# ACTION ITEM:
List every line in this data where the string "green" occurs.

# MATERIAL SUPPLIED:
════════

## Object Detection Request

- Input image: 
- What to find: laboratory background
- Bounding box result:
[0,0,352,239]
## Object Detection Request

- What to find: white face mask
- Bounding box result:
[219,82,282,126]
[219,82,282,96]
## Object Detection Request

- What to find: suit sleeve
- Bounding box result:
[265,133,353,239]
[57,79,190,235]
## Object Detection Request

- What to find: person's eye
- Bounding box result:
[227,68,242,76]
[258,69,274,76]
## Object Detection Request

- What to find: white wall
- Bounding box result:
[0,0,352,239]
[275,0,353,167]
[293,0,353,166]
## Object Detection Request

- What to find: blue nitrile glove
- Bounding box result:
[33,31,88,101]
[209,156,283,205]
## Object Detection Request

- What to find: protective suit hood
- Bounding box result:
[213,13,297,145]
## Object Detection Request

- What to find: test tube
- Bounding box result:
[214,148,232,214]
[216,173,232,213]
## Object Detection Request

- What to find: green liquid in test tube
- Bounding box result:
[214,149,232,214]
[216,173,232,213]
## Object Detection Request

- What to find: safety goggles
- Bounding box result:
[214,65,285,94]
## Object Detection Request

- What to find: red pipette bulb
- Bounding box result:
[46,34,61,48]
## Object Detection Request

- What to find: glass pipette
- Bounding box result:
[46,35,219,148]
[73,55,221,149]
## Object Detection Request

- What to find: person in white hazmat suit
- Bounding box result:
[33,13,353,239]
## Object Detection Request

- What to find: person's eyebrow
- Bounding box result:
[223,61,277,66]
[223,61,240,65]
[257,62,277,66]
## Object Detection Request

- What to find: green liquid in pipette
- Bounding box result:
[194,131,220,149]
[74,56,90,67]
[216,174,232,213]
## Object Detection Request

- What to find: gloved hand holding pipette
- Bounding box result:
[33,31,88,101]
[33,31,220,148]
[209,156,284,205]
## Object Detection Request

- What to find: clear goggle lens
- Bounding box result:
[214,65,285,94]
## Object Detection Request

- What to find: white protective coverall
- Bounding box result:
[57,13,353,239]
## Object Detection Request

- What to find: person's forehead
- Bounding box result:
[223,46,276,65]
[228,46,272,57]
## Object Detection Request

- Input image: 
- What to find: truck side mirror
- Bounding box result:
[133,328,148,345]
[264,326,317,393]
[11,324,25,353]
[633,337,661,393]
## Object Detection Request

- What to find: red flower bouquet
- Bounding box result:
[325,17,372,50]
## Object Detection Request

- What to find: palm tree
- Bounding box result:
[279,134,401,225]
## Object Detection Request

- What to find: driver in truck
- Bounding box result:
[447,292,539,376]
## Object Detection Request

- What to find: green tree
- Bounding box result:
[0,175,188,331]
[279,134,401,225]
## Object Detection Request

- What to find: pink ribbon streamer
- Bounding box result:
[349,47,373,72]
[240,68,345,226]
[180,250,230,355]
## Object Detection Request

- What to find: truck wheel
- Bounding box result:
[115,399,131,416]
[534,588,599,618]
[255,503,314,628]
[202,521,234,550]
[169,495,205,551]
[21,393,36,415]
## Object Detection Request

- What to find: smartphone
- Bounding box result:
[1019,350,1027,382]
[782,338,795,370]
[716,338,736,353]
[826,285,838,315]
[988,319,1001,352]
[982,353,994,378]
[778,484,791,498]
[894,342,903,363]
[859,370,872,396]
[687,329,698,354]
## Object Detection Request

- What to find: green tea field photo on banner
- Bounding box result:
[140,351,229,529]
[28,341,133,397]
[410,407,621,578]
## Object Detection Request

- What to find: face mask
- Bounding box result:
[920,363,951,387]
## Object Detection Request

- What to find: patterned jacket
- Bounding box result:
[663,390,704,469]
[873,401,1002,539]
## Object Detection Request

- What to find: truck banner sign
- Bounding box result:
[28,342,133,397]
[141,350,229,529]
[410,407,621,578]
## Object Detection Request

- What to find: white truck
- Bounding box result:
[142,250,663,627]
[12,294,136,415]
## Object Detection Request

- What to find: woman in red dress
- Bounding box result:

════════

# YOUR RESPONSE:
- What to find: green liquid in test tube
- What to find: green liquid in pipette
- What to find: green tree
- What to find: green tea field photo on banner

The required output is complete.